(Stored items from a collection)
━━━━━━━━━━━━━━━━━━━━━━━━━━━━━━

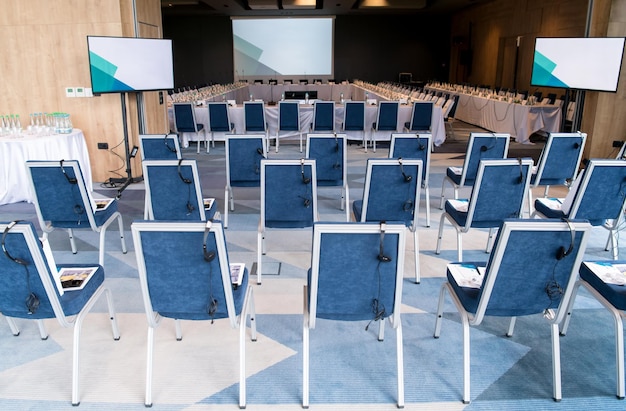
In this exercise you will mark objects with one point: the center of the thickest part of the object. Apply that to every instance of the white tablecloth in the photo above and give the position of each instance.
(306, 118)
(519, 120)
(15, 151)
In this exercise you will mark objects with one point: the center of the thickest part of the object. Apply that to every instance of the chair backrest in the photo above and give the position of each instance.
(185, 118)
(254, 116)
(421, 116)
(243, 160)
(288, 116)
(354, 116)
(25, 272)
(288, 193)
(61, 196)
(518, 282)
(183, 266)
(159, 147)
(482, 146)
(329, 152)
(498, 192)
(413, 146)
(387, 116)
(601, 192)
(324, 116)
(219, 117)
(173, 190)
(390, 192)
(560, 159)
(356, 271)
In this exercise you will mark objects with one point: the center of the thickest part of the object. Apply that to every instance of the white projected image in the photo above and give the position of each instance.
(286, 46)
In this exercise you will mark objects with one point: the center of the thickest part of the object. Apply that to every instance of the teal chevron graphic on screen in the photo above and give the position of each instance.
(543, 68)
(103, 74)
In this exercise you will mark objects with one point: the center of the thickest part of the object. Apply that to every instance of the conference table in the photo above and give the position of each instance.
(15, 150)
(236, 114)
(501, 116)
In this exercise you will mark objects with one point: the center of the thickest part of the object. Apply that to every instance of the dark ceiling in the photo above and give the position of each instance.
(312, 7)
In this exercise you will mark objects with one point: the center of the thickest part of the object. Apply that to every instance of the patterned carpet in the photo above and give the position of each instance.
(350, 369)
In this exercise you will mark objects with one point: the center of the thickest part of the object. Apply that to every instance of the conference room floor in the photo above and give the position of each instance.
(350, 369)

━━━━━━━━━━━━━━━━━━━━━━━━━━━━━━

■ Problem to solve
May I have exactly the lines from the one containing "of the teal" through the last line of the data, both included?

■ Written solution
In this exercise you will mark objects with one point: the center of the thickest part of the object. Apply that to every instance of the teal chevron graphic on screen in the photo above and give the position of each instance.
(543, 68)
(103, 74)
In this exercise you will mark objects with one point: the center of the thickest part of the object. Apply that to every instance of the conference table in the photo above and give the position of each instance.
(15, 150)
(236, 114)
(501, 116)
In this exercise you will mark objects with one point: the center of the thickest part of the object. Apply that to every instance of the dark ceiling in the photo above and give the position of each instance.
(312, 7)
In this exercise you will mark objects with one point: the center of the thickest part of the object. Apply that to every instance of the patterned carpet in the photo above and give the position of each instance.
(350, 369)
In this exercise you will mark objects with one point: the center of the thickest part of the object. Apply that to every instance of the conference room floor in the photo above and give the position of each instance.
(350, 369)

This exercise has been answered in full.